• [Entries supplied]:
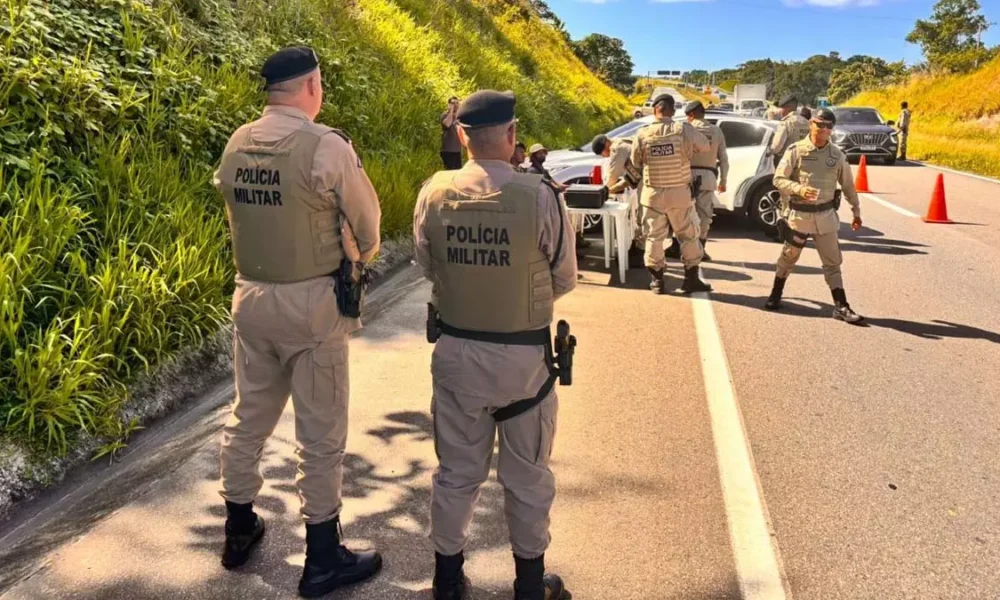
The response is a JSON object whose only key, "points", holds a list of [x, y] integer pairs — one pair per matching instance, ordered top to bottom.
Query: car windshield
{"points": [[858, 116], [626, 130]]}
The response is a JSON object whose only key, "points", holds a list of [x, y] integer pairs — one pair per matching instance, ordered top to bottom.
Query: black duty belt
{"points": [[714, 170], [811, 207], [534, 337]]}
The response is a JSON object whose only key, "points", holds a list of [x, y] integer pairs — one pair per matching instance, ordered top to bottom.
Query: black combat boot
{"points": [[674, 251], [636, 257], [656, 280], [693, 283], [774, 300], [842, 311], [244, 528], [330, 565], [449, 577], [533, 584]]}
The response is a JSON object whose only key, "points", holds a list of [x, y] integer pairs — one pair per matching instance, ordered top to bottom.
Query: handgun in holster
{"points": [[696, 187], [351, 281], [433, 325], [565, 347]]}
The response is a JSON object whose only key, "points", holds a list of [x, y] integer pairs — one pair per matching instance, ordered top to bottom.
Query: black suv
{"points": [[862, 131]]}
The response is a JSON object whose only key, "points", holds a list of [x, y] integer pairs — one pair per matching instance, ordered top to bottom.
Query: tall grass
{"points": [[956, 118], [114, 252]]}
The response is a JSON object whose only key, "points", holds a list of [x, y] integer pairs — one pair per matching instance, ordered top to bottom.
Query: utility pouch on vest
{"points": [[632, 175], [696, 187], [785, 231], [350, 281], [433, 324]]}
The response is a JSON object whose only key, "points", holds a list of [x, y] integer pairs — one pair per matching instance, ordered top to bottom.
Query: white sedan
{"points": [[749, 190]]}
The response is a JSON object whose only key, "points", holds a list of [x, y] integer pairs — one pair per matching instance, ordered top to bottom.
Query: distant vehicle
{"points": [[748, 96], [644, 110], [861, 131], [750, 189]]}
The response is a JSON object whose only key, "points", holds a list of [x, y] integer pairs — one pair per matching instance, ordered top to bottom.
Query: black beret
{"points": [[289, 63], [665, 99], [788, 99], [693, 106], [485, 108], [825, 114], [599, 144]]}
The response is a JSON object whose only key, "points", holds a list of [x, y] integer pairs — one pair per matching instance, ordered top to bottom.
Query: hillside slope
{"points": [[956, 118], [113, 247]]}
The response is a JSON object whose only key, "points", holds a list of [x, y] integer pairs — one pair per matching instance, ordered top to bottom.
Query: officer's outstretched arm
{"points": [[637, 156], [723, 161], [337, 169], [848, 189], [555, 223], [421, 244]]}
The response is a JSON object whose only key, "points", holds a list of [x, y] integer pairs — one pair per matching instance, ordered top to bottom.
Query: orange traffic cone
{"points": [[861, 182], [937, 211]]}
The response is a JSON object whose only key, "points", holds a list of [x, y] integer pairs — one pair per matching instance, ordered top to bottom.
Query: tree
{"points": [[952, 39], [607, 58], [862, 73]]}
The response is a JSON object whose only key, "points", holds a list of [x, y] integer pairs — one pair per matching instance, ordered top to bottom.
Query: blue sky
{"points": [[716, 34]]}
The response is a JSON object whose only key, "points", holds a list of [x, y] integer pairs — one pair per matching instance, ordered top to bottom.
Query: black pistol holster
{"points": [[696, 187], [350, 282], [559, 362]]}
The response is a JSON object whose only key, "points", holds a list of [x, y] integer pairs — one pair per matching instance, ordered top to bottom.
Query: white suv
{"points": [[749, 189]]}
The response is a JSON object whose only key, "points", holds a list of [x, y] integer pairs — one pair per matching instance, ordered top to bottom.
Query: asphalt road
{"points": [[873, 448]]}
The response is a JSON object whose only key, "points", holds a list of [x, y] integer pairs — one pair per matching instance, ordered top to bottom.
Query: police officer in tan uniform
{"points": [[793, 127], [904, 128], [662, 151], [709, 169], [808, 174], [620, 176], [289, 185], [498, 247]]}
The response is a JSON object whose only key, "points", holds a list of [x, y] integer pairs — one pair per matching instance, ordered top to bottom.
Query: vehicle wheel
{"points": [[765, 202]]}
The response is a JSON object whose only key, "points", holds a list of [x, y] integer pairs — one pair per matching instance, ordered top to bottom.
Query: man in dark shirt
{"points": [[451, 148]]}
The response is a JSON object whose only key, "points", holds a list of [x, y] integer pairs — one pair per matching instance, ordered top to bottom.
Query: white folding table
{"points": [[616, 218]]}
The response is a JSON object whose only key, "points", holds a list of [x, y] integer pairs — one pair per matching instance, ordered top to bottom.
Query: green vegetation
{"points": [[956, 118], [113, 246]]}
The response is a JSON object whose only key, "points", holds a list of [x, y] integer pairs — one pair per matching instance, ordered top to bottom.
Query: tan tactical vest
{"points": [[797, 127], [708, 159], [667, 165], [818, 168], [283, 230], [488, 272]]}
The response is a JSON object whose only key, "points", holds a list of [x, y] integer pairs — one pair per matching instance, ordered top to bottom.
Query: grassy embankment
{"points": [[956, 118], [114, 250]]}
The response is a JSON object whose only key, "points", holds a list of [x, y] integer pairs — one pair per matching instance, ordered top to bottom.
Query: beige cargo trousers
{"points": [[289, 338], [464, 435]]}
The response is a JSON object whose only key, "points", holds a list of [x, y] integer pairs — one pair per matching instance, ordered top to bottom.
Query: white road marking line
{"points": [[962, 173], [889, 205], [757, 560]]}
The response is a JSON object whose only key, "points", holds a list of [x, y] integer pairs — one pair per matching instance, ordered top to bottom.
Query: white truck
{"points": [[748, 96]]}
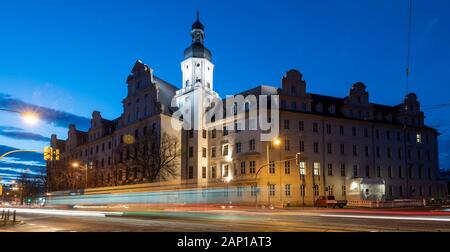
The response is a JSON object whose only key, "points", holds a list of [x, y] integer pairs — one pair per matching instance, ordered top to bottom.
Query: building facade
{"points": [[323, 144]]}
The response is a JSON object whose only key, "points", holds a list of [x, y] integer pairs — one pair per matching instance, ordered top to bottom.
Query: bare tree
{"points": [[156, 158]]}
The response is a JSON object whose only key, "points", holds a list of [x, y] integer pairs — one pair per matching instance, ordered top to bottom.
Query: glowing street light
{"points": [[30, 118]]}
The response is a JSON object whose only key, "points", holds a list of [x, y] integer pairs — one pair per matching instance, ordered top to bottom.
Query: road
{"points": [[306, 220]]}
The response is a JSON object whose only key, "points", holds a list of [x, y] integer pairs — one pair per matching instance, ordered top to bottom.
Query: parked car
{"points": [[330, 201]]}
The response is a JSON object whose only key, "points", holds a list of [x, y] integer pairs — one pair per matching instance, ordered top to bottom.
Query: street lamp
{"points": [[30, 118], [77, 165], [227, 181]]}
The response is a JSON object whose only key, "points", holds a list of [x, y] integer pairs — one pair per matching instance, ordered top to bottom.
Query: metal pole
{"points": [[268, 171], [86, 177]]}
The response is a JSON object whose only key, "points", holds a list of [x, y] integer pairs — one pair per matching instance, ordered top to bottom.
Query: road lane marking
{"points": [[385, 217]]}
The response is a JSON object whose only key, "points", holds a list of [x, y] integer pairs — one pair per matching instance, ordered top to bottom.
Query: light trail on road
{"points": [[72, 213], [385, 217]]}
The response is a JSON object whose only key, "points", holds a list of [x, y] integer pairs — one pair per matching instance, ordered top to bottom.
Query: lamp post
{"points": [[86, 168], [227, 181]]}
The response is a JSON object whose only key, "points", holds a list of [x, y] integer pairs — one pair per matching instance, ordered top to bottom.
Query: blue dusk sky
{"points": [[73, 57]]}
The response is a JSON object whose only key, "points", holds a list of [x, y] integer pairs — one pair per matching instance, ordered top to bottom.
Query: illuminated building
{"points": [[339, 139]]}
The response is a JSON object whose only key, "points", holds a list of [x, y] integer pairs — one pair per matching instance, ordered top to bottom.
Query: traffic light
{"points": [[48, 153], [51, 154]]}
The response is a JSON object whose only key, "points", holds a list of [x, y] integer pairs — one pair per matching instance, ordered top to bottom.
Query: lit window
{"points": [[419, 138], [302, 168], [316, 169]]}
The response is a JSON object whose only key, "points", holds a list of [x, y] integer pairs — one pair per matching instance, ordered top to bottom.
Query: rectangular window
{"points": [[286, 124], [301, 126], [237, 127], [225, 131], [419, 138], [252, 145], [287, 145], [302, 146], [238, 148], [225, 150], [191, 152], [302, 166], [252, 167], [272, 167], [287, 167], [316, 169], [330, 169], [243, 170], [226, 171], [355, 171], [191, 172], [203, 172], [214, 172], [272, 190], [287, 190], [316, 190], [240, 191], [254, 191]]}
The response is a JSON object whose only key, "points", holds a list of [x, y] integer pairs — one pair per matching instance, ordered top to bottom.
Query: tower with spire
{"points": [[197, 68], [197, 90]]}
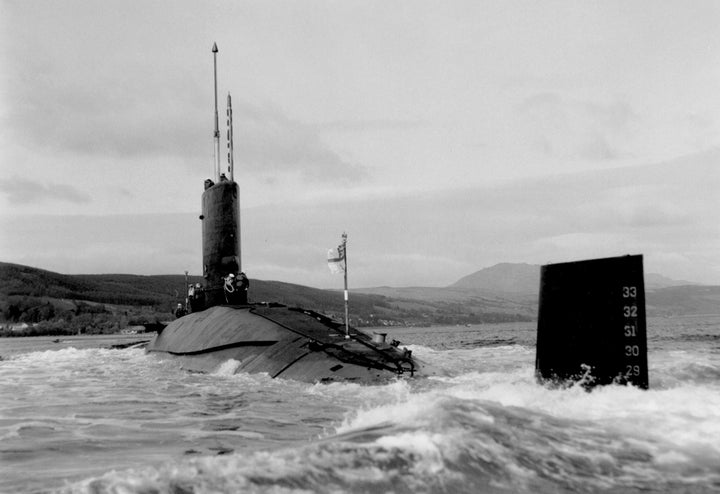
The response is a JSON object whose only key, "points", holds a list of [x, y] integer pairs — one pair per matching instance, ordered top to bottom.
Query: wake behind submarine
{"points": [[282, 341]]}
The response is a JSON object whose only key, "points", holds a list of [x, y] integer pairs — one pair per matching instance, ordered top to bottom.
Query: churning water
{"points": [[98, 420]]}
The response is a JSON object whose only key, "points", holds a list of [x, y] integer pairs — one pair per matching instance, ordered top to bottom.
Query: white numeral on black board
{"points": [[629, 292], [630, 311], [630, 331], [632, 370]]}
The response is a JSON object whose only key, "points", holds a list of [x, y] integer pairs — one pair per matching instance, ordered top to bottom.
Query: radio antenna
{"points": [[217, 131]]}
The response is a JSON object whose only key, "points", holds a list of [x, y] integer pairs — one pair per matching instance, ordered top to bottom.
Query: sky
{"points": [[443, 137]]}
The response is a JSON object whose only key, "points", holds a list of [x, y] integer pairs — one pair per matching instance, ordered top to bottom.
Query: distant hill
{"points": [[503, 278], [525, 278], [514, 287], [504, 292], [33, 294]]}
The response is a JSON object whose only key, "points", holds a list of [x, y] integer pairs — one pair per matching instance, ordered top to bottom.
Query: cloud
{"points": [[566, 128], [268, 141], [23, 191]]}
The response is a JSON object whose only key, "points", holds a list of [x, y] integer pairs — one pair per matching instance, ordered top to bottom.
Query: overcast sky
{"points": [[443, 136]]}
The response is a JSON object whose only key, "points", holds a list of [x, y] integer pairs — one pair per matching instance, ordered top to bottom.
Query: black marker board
{"points": [[592, 316]]}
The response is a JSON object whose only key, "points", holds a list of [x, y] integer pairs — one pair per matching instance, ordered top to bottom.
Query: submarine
{"points": [[220, 324]]}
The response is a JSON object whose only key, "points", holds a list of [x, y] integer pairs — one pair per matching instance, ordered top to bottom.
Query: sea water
{"points": [[122, 421]]}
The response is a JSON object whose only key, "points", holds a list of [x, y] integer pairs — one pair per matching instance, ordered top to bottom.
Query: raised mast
{"points": [[217, 127], [231, 164]]}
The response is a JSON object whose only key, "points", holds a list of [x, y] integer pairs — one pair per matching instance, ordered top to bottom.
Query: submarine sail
{"points": [[288, 342]]}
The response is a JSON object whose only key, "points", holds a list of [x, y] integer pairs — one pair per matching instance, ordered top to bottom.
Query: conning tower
{"points": [[221, 221], [221, 237]]}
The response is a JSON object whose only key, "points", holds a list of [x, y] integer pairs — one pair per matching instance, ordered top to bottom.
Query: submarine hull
{"points": [[289, 343]]}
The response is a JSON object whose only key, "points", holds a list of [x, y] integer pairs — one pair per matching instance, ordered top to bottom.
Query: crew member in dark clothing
{"points": [[243, 284]]}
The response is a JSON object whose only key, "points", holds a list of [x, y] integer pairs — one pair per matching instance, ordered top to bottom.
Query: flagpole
{"points": [[347, 317]]}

• [Aim of the task]: How many lines in the items above contain the string "submarine"? Case counts. Reply with the number only.

• [Correct answer]: 4